------ Extracted material ------

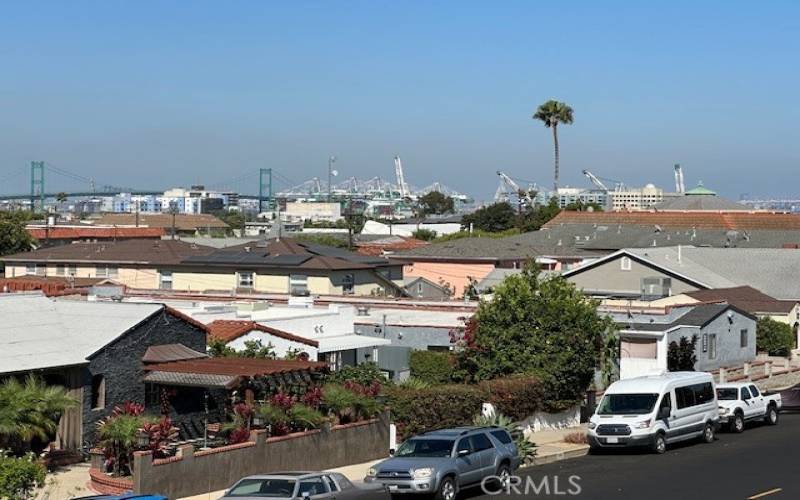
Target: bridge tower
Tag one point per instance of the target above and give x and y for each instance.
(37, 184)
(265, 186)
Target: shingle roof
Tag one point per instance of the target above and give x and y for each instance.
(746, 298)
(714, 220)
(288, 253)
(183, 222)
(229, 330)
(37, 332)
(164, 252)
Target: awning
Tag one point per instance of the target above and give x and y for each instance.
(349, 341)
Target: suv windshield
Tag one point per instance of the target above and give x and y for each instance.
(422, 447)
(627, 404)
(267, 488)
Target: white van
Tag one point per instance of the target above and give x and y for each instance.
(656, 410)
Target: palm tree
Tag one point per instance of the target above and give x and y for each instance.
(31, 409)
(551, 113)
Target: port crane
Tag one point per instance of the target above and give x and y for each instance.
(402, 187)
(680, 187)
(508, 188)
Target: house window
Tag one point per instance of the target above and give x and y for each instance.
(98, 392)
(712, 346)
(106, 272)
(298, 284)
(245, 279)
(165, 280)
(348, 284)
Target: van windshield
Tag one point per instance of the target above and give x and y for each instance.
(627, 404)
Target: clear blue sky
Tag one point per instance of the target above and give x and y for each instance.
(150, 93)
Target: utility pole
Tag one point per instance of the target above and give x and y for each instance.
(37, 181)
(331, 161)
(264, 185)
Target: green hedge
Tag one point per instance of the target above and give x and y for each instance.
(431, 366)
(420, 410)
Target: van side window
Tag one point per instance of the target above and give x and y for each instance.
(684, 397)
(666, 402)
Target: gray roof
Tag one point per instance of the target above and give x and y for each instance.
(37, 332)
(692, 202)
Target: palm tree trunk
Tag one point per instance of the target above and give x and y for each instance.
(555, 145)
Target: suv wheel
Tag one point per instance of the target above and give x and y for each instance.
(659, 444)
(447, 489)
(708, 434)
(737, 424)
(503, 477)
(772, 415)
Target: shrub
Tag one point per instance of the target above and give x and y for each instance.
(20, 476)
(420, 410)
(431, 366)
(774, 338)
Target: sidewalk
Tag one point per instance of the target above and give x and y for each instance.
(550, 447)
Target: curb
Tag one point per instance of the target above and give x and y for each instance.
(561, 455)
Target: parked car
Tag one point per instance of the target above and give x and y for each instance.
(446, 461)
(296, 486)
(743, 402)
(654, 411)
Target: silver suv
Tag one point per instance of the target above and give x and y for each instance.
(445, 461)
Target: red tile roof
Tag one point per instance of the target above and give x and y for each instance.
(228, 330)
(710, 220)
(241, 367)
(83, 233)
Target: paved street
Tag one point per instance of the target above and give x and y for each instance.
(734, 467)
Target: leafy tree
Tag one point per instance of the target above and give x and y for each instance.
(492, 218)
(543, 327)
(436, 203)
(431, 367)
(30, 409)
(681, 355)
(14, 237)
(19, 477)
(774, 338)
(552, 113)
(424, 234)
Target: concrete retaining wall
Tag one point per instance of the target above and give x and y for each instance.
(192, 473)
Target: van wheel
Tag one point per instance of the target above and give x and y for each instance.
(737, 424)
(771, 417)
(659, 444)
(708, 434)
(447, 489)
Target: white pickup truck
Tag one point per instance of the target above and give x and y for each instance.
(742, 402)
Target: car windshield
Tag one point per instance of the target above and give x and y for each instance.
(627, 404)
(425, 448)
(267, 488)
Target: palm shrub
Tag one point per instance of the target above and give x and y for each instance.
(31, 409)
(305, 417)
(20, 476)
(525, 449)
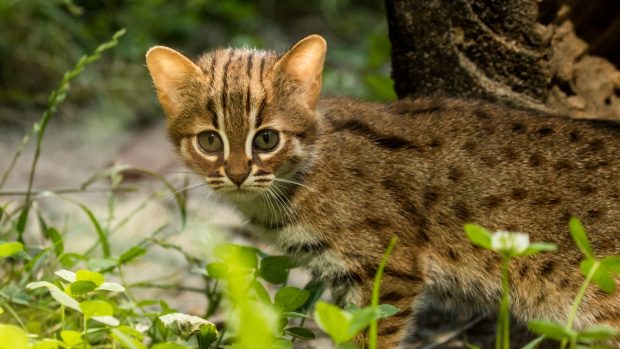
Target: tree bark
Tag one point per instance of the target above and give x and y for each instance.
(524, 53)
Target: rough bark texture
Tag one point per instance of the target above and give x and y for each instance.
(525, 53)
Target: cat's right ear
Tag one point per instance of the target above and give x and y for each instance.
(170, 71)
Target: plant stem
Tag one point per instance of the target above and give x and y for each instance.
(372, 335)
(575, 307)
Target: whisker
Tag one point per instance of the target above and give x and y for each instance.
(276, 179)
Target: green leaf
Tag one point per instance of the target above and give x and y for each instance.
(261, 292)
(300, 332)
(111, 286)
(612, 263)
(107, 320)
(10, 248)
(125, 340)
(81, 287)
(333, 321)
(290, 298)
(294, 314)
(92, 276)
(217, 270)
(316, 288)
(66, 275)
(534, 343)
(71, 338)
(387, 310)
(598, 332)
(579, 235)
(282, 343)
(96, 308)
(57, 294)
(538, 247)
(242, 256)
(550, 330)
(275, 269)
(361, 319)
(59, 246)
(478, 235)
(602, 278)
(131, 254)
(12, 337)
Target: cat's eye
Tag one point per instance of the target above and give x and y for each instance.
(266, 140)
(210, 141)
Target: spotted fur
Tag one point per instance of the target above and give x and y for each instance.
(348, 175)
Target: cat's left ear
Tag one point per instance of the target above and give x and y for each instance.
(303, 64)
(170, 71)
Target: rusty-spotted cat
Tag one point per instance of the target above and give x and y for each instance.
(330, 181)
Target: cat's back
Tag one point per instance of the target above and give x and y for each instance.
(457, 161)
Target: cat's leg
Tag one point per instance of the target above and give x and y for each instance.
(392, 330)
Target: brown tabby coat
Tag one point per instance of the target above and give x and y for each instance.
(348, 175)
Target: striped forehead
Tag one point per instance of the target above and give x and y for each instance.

------
------ Extracted material ------

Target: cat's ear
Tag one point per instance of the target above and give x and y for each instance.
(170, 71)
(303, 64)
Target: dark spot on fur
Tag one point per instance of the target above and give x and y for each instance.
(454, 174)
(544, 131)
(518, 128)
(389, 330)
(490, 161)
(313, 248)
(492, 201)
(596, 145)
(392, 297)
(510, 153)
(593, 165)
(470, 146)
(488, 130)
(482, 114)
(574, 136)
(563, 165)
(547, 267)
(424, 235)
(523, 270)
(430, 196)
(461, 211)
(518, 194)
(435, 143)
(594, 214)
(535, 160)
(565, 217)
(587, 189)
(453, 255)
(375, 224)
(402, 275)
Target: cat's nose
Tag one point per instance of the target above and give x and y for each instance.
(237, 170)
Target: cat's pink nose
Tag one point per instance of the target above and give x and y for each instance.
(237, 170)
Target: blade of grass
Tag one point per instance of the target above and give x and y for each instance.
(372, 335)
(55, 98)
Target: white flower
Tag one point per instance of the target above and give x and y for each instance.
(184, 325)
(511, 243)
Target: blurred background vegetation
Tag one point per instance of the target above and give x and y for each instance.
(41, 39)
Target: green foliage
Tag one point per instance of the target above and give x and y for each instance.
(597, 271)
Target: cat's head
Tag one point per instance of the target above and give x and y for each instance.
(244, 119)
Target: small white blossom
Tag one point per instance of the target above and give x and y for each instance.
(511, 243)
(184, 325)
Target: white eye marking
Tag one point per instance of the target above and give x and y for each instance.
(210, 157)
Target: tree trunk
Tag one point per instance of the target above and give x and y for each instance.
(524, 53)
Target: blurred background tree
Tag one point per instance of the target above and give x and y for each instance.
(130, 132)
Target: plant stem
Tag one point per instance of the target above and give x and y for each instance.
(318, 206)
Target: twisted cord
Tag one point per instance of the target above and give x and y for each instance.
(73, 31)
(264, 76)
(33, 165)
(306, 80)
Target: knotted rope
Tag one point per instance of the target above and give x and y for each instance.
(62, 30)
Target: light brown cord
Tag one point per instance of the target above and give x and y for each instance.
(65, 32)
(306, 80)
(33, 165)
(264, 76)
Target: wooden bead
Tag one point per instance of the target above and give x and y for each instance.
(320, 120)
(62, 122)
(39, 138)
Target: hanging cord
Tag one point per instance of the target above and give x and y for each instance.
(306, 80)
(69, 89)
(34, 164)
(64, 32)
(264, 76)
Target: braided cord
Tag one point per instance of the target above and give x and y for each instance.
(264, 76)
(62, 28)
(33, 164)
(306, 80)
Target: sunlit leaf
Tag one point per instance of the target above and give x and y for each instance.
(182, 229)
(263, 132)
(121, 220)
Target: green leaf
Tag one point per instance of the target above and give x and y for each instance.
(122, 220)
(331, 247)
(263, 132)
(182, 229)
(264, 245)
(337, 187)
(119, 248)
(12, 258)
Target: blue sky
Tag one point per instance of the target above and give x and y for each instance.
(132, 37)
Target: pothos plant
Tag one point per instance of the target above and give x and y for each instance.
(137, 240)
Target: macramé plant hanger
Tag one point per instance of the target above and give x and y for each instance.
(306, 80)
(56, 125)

------
------ Extracted material ------

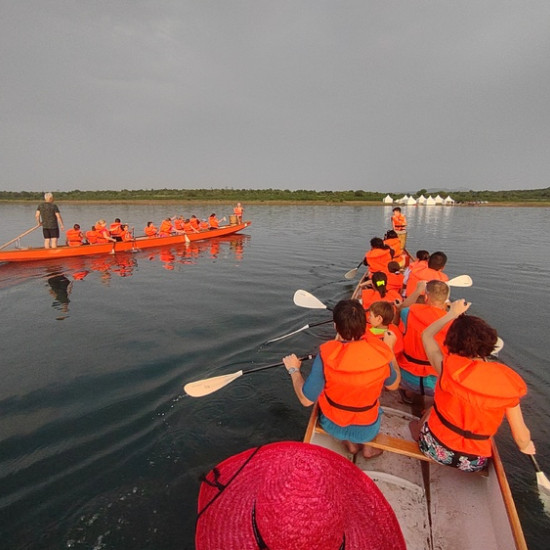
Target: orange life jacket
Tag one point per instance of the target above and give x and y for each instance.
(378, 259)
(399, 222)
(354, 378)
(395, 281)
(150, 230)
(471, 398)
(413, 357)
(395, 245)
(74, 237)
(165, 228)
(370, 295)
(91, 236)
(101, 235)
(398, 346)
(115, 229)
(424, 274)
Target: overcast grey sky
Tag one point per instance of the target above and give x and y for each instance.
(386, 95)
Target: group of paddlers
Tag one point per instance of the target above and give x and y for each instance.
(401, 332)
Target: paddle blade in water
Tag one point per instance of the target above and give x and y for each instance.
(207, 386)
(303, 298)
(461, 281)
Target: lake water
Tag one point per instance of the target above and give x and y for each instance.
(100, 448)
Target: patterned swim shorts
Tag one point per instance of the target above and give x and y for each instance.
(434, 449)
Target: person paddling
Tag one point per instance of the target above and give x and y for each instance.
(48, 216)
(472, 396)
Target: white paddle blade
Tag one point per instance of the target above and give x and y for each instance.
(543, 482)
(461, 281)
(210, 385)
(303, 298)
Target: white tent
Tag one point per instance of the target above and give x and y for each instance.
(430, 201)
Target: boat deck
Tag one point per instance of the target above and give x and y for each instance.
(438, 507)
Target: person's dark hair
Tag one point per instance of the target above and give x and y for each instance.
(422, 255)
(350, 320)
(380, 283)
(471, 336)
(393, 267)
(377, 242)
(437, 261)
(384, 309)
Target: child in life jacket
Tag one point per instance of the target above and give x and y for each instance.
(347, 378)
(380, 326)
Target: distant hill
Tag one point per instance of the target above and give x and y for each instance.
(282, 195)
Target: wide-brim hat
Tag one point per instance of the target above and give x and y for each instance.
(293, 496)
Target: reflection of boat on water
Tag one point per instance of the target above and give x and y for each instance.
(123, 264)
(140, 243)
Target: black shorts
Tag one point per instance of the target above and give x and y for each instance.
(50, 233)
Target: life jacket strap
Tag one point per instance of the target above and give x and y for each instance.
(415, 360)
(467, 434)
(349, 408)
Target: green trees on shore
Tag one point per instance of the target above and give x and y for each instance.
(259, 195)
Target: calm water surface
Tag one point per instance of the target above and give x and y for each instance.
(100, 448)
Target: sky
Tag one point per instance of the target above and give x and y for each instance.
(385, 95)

------

- **What is being asked**
Reproduce, word for word and in full, only the lines above that start at the line with "Target: dark spot on fur" and run through the line with "Target: light brown cord", both ends included.

- **Solution for this exercise**
Target: dark spot on fur
Tag one point per instance of the target above and give x and y for each instance.
(454, 174)
(544, 131)
(518, 128)
(389, 330)
(490, 161)
(313, 248)
(492, 201)
(596, 145)
(392, 297)
(510, 153)
(593, 165)
(470, 146)
(488, 130)
(482, 114)
(574, 136)
(563, 165)
(547, 267)
(424, 235)
(523, 270)
(430, 196)
(461, 211)
(518, 194)
(435, 143)
(594, 214)
(535, 160)
(565, 217)
(587, 189)
(453, 255)
(375, 224)
(402, 275)
Target: cat's nose
Tag one point per instance of the target above and give x and y for each instance.
(237, 170)
Target: cat's pink nose
Tag one point per instance of the target above and give x and y for each instance.
(237, 170)
Target: blade of grass
Tag one point per instance of the target above and give x and y for each instance.
(372, 335)
(55, 98)
Target: white flower
Tag one point per instance of the target above and give x and y for each instance.
(184, 325)
(511, 243)
Target: blurred background vegetation
Tag one point per instance of the target above and give x and y for each instance.
(41, 39)
Target: green foliage
Tag one point per instance of the target above and give x and y for each instance.
(597, 271)
Target: cat's head
Tag one point per instance of the target above and give x and y for each instance.
(244, 119)
Target: small white blossom
Tag one point per instance of the target above and give x and y for each instance.
(511, 243)
(184, 325)
Target: white eye marking
Tag one point per instance of the target above and give x and y for each instance.
(210, 157)
Target: tree trunk
Tag one point per instance of the target above and give x and y for each instance.
(524, 53)
Target: blurred background tree
Tag one point per instance of the target above and give x and y for each instance.
(130, 132)
Target: plant stem
Tag one point per instance of the target above and give x and y for each instance.
(318, 206)
Target: twisted cord
Tag one point per instance of the target above and give x and y for each instance.
(73, 31)
(264, 76)
(33, 165)
(306, 80)
Target: knotted rope
Tag one point per instance of the target above and give x and y for each instance.
(62, 30)
Target: light brown cord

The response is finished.